-- Start --

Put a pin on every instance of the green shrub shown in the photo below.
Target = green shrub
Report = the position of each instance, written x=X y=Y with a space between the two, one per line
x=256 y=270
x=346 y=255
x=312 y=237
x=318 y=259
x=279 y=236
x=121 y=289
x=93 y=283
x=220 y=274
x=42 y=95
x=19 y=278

-- End --

__Task__. Recast all the records above as a numbered list with one line per item, leaving out any blank lines.

__Solution to the problem__.
1. Put a pin on every instance of the green shrub shown in the photo below.
2. Target = green shrub
3. Report = the position of each instance, written x=X y=Y with a space between the two, one per line
4. x=256 y=270
5. x=346 y=255
6. x=312 y=237
7. x=318 y=259
8. x=279 y=236
9. x=121 y=289
10. x=93 y=283
11. x=220 y=274
12. x=42 y=95
13. x=19 y=278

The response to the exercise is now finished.